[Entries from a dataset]
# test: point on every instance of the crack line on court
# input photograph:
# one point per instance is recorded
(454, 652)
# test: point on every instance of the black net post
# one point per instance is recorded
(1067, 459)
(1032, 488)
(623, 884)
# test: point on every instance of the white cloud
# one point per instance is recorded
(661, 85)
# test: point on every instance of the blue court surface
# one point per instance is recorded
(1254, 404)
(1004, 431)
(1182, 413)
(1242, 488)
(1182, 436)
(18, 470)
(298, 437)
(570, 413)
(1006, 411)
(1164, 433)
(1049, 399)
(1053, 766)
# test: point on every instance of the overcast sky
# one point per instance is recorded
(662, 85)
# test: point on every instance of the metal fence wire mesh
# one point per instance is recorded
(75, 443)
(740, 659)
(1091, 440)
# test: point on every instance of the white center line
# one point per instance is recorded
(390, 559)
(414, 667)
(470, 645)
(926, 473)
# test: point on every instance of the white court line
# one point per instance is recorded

* * *

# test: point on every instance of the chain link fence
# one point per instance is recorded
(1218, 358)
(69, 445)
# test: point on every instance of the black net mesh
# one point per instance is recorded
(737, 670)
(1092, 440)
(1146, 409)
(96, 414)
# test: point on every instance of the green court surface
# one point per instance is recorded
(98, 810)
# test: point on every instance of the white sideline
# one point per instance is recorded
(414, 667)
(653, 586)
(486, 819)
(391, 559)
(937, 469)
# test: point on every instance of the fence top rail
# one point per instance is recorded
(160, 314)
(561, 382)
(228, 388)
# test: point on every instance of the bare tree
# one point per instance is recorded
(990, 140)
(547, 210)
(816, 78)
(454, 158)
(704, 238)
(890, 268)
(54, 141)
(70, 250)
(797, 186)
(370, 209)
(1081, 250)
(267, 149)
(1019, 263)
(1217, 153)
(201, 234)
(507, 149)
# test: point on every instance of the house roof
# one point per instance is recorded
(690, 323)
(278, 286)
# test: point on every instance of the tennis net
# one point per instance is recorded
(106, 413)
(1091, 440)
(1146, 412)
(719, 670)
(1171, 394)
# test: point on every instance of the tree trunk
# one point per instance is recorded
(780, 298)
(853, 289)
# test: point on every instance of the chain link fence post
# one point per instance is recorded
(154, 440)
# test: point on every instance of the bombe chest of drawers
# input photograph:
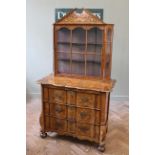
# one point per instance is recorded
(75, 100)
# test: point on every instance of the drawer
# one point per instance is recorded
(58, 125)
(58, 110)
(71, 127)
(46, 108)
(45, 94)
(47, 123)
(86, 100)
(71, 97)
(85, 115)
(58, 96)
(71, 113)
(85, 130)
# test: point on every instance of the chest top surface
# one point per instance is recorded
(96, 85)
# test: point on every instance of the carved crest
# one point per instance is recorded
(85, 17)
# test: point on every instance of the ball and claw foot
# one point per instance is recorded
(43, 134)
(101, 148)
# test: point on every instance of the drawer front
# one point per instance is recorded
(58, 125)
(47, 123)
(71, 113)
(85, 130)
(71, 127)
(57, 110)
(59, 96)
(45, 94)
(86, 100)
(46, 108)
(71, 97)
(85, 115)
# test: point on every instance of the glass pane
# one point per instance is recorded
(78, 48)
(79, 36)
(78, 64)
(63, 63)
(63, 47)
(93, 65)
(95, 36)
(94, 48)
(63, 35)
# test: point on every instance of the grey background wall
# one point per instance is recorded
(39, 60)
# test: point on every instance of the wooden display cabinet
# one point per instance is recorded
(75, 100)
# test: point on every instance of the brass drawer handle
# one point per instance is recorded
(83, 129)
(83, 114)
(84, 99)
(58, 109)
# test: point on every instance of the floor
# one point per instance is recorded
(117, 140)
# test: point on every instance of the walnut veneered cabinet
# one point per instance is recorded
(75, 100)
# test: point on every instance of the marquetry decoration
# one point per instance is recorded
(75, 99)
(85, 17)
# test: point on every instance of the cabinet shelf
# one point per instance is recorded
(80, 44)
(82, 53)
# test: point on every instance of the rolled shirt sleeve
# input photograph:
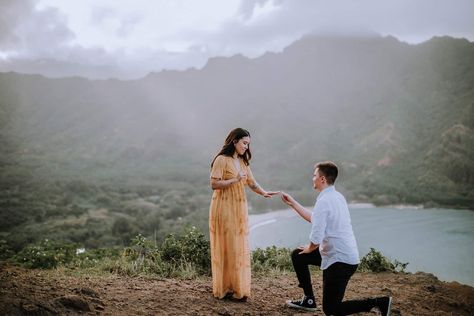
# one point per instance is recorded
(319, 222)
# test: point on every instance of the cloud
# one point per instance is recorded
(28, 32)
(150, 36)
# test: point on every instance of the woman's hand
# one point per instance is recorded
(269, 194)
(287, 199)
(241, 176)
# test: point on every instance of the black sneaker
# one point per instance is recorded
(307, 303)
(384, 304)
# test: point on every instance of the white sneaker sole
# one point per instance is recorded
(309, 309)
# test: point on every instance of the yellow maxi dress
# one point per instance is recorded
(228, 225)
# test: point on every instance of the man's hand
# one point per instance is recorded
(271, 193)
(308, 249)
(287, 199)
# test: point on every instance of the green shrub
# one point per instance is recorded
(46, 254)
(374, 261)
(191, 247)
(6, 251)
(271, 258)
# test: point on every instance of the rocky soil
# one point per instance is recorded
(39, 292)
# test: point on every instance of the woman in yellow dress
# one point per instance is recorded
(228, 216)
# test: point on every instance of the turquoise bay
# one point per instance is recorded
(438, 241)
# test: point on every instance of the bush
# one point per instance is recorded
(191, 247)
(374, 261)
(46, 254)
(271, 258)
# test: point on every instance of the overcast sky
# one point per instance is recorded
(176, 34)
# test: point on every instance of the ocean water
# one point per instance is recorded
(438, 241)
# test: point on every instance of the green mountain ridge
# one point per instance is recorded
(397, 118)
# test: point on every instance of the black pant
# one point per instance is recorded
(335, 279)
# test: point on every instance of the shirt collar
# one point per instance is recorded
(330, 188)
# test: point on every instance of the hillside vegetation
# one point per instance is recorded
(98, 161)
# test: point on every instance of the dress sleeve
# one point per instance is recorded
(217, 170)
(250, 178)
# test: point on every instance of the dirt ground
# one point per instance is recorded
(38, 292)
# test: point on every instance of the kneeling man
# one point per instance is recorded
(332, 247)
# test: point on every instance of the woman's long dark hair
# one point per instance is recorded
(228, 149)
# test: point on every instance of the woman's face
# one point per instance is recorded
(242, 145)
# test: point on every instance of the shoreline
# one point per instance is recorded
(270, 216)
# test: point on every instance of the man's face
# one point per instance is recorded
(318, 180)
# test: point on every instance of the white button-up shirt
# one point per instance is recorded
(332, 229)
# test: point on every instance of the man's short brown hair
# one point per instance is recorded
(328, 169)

---

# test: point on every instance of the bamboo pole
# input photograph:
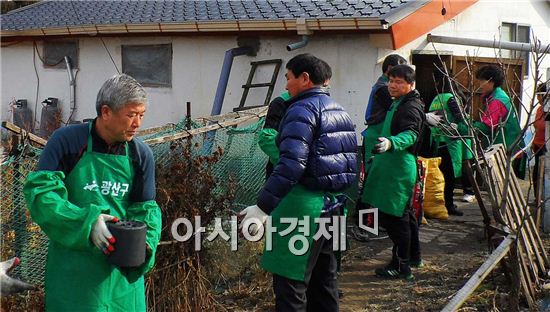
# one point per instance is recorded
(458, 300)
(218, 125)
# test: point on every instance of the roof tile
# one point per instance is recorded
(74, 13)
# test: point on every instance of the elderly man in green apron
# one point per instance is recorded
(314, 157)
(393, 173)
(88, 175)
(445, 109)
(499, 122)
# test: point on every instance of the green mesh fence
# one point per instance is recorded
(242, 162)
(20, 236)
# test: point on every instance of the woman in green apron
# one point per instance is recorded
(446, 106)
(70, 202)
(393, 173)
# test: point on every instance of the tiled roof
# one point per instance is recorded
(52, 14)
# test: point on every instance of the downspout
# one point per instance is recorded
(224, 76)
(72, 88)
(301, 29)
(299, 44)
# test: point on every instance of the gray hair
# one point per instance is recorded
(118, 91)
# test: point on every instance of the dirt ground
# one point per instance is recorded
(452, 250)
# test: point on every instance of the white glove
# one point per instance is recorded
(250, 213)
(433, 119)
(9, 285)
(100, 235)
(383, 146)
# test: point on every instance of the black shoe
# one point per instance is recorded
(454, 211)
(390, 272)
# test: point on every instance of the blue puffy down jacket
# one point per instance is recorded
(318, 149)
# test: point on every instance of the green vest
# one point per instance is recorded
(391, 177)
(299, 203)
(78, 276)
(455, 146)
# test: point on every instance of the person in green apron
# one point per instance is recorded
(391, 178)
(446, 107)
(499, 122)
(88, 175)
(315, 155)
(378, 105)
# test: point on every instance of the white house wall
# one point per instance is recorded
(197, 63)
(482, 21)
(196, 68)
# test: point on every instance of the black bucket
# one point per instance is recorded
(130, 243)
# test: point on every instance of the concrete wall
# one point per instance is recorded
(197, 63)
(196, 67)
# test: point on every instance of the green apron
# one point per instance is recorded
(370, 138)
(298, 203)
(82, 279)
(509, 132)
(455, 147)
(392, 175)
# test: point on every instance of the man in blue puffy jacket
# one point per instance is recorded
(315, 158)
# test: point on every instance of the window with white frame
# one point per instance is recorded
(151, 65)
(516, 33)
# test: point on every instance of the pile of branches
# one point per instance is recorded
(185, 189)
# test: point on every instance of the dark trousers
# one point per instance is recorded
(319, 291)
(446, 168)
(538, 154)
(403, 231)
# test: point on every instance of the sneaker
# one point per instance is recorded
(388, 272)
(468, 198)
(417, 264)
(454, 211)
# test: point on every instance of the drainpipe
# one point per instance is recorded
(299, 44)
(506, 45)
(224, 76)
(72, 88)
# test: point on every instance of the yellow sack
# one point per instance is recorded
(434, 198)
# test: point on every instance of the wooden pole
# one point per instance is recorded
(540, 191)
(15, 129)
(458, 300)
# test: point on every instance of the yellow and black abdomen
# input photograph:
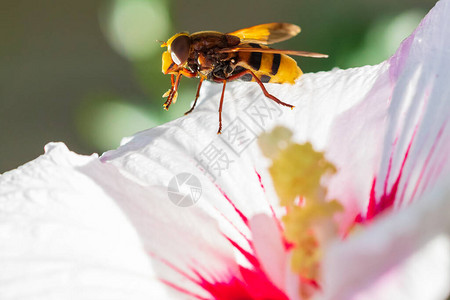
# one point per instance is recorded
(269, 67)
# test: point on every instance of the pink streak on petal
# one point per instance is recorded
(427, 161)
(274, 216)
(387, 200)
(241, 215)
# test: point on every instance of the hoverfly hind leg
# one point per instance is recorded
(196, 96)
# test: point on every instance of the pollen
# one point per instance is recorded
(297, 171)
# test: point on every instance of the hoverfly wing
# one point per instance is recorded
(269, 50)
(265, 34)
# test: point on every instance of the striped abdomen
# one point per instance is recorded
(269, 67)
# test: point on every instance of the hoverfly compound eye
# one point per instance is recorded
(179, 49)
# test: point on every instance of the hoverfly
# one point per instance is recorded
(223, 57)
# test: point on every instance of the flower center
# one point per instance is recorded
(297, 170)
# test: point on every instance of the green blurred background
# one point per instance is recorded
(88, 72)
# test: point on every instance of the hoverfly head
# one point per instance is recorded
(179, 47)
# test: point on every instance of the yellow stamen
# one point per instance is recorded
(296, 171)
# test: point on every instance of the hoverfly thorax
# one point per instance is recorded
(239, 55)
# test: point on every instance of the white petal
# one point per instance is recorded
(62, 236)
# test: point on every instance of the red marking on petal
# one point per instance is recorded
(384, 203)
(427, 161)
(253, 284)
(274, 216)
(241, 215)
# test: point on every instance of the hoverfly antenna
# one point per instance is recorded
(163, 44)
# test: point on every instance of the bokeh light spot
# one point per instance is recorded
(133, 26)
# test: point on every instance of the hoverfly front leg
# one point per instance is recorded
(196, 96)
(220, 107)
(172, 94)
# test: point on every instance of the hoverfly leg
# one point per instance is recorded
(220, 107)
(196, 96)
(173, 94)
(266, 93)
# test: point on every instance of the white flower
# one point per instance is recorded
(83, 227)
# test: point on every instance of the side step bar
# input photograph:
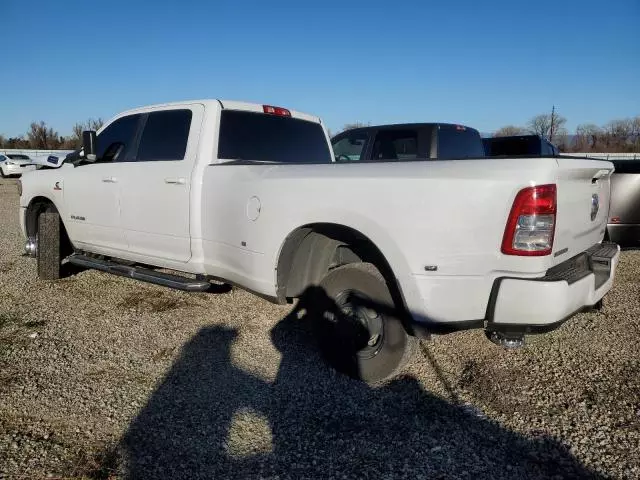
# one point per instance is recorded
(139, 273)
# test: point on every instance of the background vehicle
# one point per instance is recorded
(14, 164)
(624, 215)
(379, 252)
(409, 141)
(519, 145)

TO DO – Which lines in the entries above contain the word "green"? Report each of them in full.

RESULT FOR THIS EXERCISE –
# test: point on every instance of the green court surface
# test: point on every instance of the green shrub
# test: point on every instance of the green mountain ridge
# test: point on every instance of the elderly man in green apron
# test: point on every instance of the green mesh fence
# test: point on every instance of the woman in green apron
# test: point on every instance of the green vest
# test: point on every instance of the person in green apron
# test: point on every instance of the green apron
# test: point on every instance of the green blurred background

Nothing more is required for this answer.